◆ **Supplied information**:
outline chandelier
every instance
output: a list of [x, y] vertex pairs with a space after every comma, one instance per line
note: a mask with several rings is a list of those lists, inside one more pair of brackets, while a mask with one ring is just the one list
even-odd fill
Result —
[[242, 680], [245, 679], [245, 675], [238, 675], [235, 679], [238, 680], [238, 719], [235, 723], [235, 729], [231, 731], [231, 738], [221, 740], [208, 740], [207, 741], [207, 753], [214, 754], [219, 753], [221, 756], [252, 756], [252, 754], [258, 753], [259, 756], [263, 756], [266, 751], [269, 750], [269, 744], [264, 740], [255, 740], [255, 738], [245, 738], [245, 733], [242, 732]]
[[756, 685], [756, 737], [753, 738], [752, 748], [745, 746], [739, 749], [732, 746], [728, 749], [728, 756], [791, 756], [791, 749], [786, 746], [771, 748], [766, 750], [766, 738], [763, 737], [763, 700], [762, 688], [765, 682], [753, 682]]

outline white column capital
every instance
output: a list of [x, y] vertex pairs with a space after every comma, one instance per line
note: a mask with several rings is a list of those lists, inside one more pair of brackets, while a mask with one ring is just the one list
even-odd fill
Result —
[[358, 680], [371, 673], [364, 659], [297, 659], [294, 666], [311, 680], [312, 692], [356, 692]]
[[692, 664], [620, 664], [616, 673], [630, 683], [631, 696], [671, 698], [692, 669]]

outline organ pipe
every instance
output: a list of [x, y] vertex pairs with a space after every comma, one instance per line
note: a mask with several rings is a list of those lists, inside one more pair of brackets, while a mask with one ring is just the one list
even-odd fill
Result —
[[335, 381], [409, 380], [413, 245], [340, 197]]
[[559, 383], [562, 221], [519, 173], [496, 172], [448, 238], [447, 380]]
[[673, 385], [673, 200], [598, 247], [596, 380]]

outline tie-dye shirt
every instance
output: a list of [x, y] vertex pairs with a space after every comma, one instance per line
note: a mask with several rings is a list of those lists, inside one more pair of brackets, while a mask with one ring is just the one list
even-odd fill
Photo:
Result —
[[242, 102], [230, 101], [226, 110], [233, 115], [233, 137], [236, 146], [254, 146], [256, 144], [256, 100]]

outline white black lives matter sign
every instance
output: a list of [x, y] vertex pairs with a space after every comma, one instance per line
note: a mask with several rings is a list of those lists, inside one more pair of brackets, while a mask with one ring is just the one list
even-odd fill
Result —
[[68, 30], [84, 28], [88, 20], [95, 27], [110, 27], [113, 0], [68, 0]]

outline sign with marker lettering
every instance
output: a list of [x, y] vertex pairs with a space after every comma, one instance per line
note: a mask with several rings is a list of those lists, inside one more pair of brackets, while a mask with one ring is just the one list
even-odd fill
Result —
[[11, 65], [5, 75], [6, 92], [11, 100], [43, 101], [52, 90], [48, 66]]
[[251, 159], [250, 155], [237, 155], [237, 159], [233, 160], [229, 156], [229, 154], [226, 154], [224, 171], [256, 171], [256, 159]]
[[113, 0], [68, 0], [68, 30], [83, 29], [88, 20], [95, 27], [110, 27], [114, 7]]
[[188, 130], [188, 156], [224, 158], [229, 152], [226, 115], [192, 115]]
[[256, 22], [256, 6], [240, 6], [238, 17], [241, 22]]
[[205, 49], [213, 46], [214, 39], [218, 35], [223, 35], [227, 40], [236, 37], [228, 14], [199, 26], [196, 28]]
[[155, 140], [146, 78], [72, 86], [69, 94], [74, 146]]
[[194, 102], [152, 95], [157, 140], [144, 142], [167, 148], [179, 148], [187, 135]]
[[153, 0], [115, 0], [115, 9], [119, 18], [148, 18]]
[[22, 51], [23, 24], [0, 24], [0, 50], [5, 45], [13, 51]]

◆ **Required work**:
Please copy all of the data above line for line, with every character unchanged.

◆ **Result for this exercise**:
outline chandelier
every instance
output: a list of [x, y] vertex pairs with a space after every comma, one instance per line
note: a mask with several rings is a list of those lists, inside one more pair of brackets, while a mask with one ring is just the one list
even-odd fill
Result —
[[242, 680], [245, 679], [245, 675], [238, 675], [235, 679], [238, 680], [238, 719], [235, 723], [235, 729], [231, 731], [231, 738], [221, 740], [208, 740], [207, 741], [207, 753], [214, 754], [219, 753], [221, 756], [252, 756], [252, 754], [258, 753], [259, 756], [263, 756], [266, 751], [269, 750], [269, 744], [264, 740], [255, 740], [255, 738], [245, 738], [245, 733], [242, 732]]
[[756, 685], [756, 737], [753, 738], [752, 748], [745, 746], [739, 749], [732, 746], [728, 749], [728, 756], [791, 756], [791, 749], [786, 746], [771, 748], [766, 750], [766, 738], [763, 737], [763, 700], [762, 688], [765, 682], [753, 682]]

outline white column capital
every instance
output: a list of [x, y] vertex pairs with a space after every comma, one instance per line
note: a mask with several rings is a list of those lists, inside one more pair of brackets, while a mask with one ring is just the one list
even-odd fill
Result —
[[358, 680], [371, 673], [364, 659], [297, 659], [294, 666], [311, 680], [312, 692], [356, 692]]
[[692, 664], [620, 664], [616, 673], [630, 683], [631, 696], [671, 698], [692, 669]]

outline organ pipe
every instance
output: a list of [x, y] vertex pairs with a space after every comma, one instance per line
note: a mask with several rings is a list of those lists, inside one more pair of brackets, while a mask with one ring is just the one list
even-odd fill
Result —
[[335, 381], [409, 380], [413, 245], [340, 197]]
[[559, 383], [562, 221], [519, 173], [496, 172], [448, 238], [447, 380]]
[[673, 385], [673, 200], [598, 247], [596, 380]]

outline tie-dye shirt
every instance
output: a list of [x, y] vertex pairs with a space after every comma, one instance per line
note: a mask with several rings is a list of those lists, inside one more pair of brackets, while a mask with one ring is just the one list
even-odd fill
Photo:
Result —
[[242, 102], [230, 101], [226, 110], [233, 115], [233, 137], [236, 146], [254, 146], [256, 144], [256, 100]]

outline white black lives matter sign
every instance
output: a list of [x, y] vertex pairs with a space after every comma, one instance per line
note: a mask with several rings is a list of those lists, inside one more pair of brackets, while a mask with one ring is just the one list
even-odd fill
Result —
[[68, 30], [84, 28], [88, 20], [95, 27], [110, 27], [113, 0], [68, 0]]

outline sign with marker lettering
every instance
output: a list of [x, y] vertex pairs with a space after every comma, one instance per line
note: a mask with several rings is a list of those lists, inside one more pair of brackets, while a mask with one ring is just the one list
even-odd fill
Result —
[[11, 65], [5, 75], [6, 92], [11, 100], [43, 101], [52, 90], [48, 66]]
[[251, 159], [250, 155], [237, 155], [237, 159], [233, 160], [229, 156], [229, 154], [226, 154], [224, 171], [256, 171], [256, 159]]
[[113, 0], [68, 0], [68, 30], [83, 29], [88, 20], [95, 27], [110, 27], [114, 7]]
[[188, 130], [188, 156], [224, 158], [229, 152], [226, 115], [192, 115]]
[[256, 22], [256, 6], [240, 6], [238, 17], [241, 22]]
[[205, 49], [213, 46], [214, 39], [218, 35], [223, 35], [227, 40], [236, 37], [228, 14], [199, 26], [196, 28]]
[[155, 140], [146, 78], [72, 86], [69, 94], [74, 146]]
[[194, 102], [152, 95], [157, 140], [144, 142], [167, 148], [179, 148], [187, 135]]
[[153, 0], [115, 0], [115, 9], [119, 18], [148, 18]]
[[22, 51], [23, 24], [0, 24], [0, 50], [5, 45], [13, 51]]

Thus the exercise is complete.